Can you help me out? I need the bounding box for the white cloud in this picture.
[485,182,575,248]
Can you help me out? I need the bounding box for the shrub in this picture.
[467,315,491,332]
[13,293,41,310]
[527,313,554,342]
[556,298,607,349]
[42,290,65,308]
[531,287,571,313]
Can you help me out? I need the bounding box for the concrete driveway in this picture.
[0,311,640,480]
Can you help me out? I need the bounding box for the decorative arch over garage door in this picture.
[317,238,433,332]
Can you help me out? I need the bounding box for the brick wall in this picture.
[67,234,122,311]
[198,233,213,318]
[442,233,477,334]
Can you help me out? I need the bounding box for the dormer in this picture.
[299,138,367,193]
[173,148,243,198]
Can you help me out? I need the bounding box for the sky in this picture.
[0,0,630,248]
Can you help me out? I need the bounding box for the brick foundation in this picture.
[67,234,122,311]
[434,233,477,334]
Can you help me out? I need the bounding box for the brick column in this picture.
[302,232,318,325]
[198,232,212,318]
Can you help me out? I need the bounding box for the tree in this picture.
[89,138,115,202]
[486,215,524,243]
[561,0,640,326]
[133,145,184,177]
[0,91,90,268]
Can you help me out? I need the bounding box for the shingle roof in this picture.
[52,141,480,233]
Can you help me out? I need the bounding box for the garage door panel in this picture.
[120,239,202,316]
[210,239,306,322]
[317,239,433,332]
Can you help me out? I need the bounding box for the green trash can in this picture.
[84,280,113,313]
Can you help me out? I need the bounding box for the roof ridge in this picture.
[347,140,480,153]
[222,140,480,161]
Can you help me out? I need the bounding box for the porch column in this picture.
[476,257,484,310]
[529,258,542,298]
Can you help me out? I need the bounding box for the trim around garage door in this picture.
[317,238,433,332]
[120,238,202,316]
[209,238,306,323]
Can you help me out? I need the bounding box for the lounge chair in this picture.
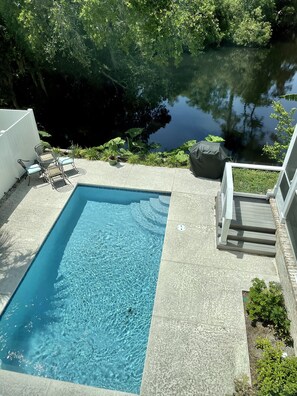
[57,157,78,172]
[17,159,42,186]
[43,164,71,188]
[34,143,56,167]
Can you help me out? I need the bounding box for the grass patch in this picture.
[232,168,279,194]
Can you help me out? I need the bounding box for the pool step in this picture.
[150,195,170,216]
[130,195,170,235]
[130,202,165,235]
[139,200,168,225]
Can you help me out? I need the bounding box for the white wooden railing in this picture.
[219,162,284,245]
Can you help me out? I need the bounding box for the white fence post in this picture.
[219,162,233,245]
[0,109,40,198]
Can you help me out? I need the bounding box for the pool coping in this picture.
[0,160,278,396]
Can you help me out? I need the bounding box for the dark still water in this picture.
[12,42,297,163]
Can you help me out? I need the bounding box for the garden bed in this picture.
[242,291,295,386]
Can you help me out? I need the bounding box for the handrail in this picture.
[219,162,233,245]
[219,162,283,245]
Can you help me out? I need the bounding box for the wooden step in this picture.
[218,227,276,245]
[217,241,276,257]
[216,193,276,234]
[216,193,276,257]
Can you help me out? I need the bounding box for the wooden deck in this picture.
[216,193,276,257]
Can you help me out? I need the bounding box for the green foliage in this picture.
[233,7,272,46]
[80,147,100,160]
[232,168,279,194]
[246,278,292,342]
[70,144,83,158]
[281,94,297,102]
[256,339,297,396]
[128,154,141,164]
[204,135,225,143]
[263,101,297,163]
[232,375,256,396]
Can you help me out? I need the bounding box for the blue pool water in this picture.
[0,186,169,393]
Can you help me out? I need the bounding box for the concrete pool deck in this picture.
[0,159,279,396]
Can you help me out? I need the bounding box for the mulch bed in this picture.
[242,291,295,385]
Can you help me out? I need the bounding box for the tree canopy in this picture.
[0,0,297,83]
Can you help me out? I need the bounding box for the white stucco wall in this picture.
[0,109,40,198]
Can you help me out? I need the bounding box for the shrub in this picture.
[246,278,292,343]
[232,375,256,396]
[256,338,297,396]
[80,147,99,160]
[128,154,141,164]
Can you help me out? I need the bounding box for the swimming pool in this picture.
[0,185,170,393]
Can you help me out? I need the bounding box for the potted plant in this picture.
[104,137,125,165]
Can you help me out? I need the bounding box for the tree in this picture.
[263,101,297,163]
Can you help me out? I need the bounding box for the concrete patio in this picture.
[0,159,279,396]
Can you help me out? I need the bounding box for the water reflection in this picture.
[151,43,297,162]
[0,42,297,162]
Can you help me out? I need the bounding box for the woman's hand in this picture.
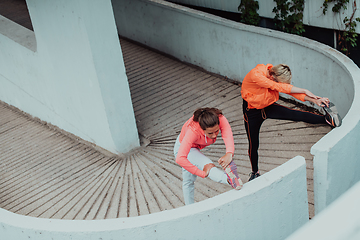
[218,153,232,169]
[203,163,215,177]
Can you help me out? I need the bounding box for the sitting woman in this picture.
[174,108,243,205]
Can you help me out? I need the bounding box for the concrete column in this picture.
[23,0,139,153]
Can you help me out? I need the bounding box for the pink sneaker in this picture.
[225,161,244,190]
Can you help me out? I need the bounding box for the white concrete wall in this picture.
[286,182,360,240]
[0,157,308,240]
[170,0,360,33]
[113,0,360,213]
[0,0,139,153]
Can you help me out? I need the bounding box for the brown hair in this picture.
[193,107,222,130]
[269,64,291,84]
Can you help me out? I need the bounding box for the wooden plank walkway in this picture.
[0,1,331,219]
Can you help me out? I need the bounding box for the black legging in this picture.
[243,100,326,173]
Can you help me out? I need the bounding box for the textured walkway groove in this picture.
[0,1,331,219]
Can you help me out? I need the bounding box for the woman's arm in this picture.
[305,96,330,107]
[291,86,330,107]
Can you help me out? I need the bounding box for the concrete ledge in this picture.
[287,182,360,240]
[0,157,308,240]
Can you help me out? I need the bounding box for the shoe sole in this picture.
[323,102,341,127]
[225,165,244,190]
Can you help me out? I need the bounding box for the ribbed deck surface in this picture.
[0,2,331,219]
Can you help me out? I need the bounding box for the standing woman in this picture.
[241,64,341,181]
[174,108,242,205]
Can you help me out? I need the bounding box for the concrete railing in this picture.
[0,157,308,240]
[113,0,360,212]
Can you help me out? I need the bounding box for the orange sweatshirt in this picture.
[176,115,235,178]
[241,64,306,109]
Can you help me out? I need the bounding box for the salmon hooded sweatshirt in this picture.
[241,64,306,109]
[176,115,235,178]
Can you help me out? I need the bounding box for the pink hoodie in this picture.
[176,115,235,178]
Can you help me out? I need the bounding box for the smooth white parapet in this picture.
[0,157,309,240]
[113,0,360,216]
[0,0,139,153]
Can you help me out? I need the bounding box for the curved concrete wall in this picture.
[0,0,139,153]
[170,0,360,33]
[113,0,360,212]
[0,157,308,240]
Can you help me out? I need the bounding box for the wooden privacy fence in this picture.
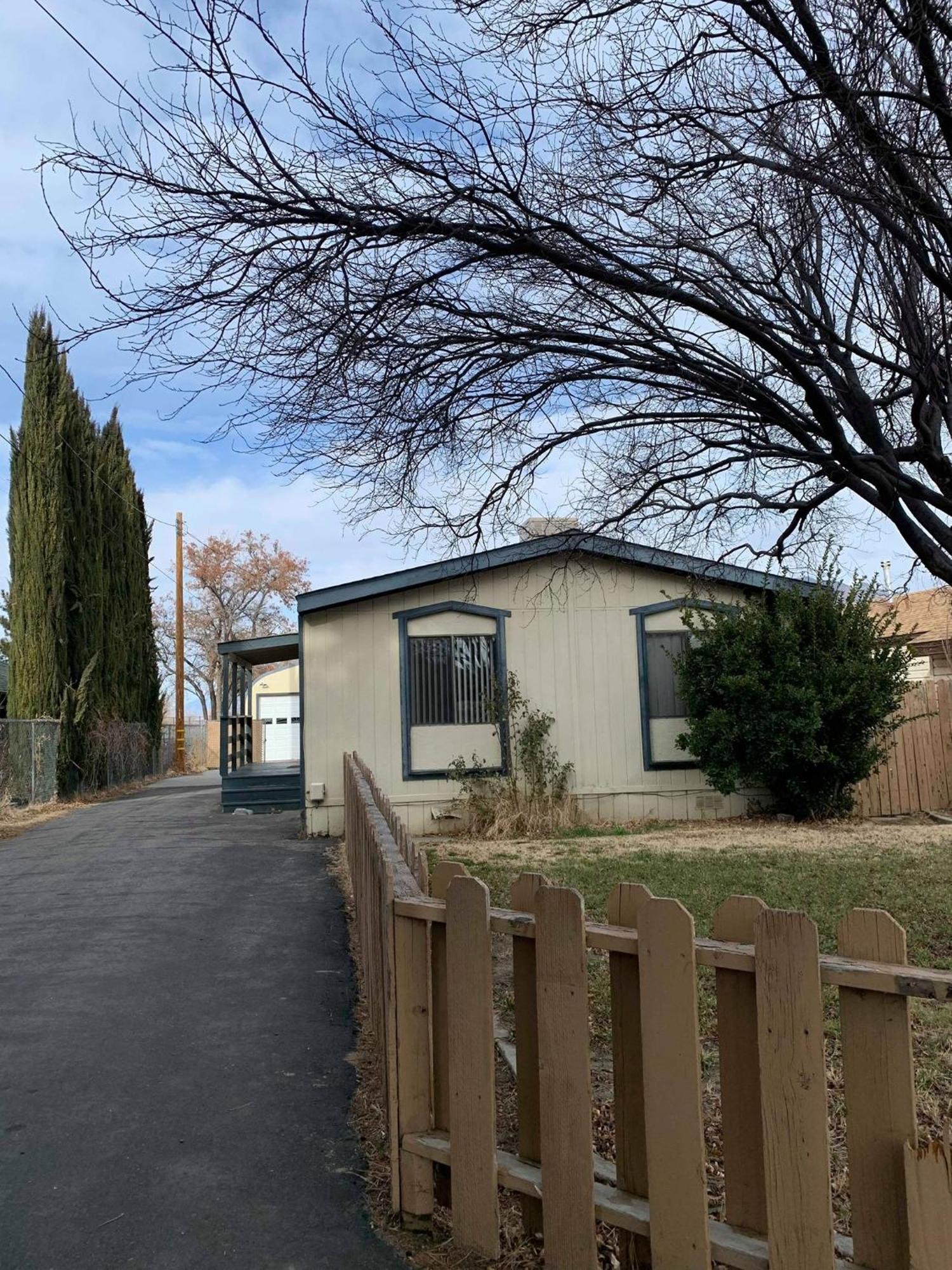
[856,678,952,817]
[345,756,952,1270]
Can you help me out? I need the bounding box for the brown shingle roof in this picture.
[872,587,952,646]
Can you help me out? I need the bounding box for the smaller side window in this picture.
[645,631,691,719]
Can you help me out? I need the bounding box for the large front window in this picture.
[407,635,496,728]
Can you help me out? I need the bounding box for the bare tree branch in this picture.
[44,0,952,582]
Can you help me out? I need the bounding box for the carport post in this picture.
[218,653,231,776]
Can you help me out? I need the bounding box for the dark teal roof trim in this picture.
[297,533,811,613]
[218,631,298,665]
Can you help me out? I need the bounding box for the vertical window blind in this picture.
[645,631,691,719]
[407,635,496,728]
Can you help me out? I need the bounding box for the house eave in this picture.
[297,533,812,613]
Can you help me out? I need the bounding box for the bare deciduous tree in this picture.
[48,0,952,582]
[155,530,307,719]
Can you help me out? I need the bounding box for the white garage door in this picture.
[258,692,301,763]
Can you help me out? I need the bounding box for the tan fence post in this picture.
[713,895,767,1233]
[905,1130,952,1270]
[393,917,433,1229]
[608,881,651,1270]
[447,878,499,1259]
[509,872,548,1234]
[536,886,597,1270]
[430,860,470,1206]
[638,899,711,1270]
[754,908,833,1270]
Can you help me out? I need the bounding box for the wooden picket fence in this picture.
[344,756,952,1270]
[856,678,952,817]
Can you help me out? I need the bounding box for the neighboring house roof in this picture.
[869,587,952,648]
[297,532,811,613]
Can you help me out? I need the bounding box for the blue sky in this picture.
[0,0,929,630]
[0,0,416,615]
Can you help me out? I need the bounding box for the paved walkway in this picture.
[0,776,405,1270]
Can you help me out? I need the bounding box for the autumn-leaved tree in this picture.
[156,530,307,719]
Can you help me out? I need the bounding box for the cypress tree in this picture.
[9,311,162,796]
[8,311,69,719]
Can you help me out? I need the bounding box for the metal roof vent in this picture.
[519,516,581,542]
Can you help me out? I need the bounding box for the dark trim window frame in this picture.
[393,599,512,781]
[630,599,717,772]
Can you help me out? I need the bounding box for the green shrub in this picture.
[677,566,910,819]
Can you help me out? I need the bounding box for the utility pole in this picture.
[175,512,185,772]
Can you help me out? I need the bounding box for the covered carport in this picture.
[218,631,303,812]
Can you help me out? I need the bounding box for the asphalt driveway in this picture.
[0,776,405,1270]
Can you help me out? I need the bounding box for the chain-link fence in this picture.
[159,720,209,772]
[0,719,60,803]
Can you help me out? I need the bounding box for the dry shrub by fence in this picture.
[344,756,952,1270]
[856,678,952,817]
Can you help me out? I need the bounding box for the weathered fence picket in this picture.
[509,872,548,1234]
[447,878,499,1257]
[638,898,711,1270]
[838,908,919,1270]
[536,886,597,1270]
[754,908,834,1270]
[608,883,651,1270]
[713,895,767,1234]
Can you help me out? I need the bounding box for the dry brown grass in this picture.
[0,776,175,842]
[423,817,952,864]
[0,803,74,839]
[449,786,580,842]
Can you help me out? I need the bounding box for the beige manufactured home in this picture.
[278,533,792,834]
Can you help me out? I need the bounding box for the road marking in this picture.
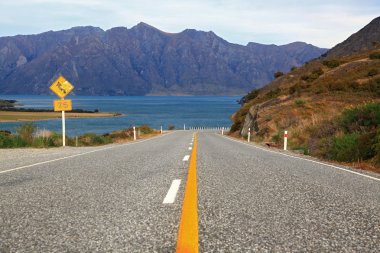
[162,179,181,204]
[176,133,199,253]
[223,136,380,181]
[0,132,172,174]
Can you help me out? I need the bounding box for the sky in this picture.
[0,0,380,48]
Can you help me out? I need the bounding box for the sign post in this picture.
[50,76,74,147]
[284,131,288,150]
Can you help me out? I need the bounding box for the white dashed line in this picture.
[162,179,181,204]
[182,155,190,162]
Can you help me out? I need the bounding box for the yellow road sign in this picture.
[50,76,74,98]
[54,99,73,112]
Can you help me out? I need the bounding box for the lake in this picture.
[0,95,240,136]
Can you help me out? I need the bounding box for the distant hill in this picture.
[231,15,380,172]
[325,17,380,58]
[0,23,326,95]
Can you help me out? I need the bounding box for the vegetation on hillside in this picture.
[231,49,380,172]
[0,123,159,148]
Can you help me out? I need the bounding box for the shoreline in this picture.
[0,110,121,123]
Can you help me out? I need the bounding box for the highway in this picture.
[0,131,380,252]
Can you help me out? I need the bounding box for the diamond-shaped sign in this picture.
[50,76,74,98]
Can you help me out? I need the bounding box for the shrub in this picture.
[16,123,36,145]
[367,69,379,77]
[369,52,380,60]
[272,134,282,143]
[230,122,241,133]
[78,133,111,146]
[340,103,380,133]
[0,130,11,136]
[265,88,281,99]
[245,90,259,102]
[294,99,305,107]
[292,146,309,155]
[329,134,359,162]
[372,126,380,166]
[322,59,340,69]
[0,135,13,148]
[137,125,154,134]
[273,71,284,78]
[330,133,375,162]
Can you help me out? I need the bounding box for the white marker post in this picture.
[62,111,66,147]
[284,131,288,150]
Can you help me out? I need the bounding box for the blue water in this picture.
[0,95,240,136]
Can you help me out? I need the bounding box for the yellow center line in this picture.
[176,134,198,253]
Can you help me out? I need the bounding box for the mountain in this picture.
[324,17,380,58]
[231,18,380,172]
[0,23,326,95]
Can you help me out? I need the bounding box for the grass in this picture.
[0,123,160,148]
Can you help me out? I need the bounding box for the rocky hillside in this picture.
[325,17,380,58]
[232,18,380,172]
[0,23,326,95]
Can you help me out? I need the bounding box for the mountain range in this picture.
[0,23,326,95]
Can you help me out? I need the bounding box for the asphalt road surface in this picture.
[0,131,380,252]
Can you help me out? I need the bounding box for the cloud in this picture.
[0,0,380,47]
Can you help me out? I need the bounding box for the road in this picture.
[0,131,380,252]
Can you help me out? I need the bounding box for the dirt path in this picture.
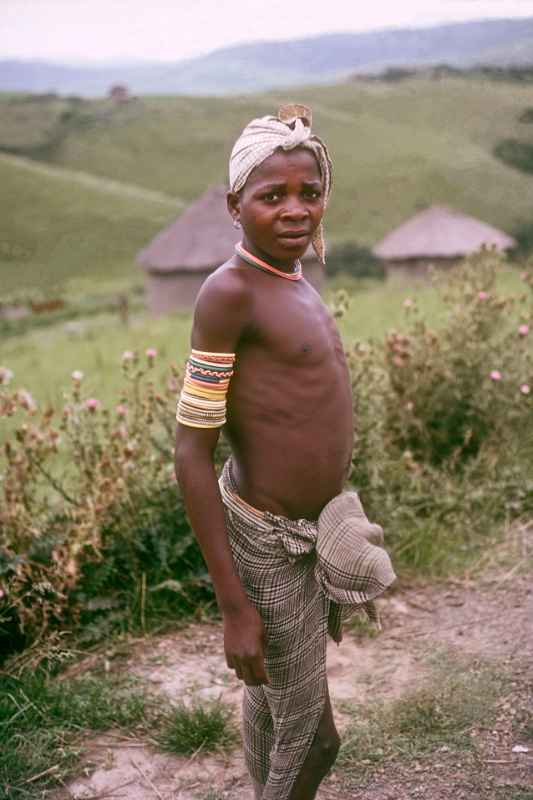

================================

**SHORT PROBLEM:** Rewrite everything in the material from the line containing "canopy in this picture." down to the line containing "[174,108,243,205]", both included and requests kept, but raise each bounding-box coordinate by 115. Omit the pictures from your answer.

**ANSWER IN FULL:**
Can you help me out? I need the bounding box for the tree canopy in this picture.
[115,115,412,198]
Can you help me out? I need the bounding box for the white stucco wall in this picture.
[115,224,155,313]
Can you help me out? I need the bounding box for the shrub in this picture.
[361,393,407,458]
[347,490,371,511]
[371,453,412,511]
[195,262,214,275]
[243,269,256,279]
Can you help me out? I need the bounding box for the swimming pool in this picture.
[115,300,285,508]
Can you help me out? I need the bounding box for the potted plant in this picture.
[219,252,240,280]
Can you help me out? I need the bounding box for the tree in this picture.
[378,216,412,278]
Can you help me out? I need the bounding box for the concrete patio in this picture.
[115,274,394,511]
Can you help me out? I need the bounding box for the water reflection in this picture.
[266,158,412,277]
[115,157,412,277]
Can you help me out? I need the bounding box for the woman's hand in this picture.
[333,268,347,284]
[318,278,330,292]
Can you help me out? I need the bounding box for the sitting woman in this picture.
[289,223,358,320]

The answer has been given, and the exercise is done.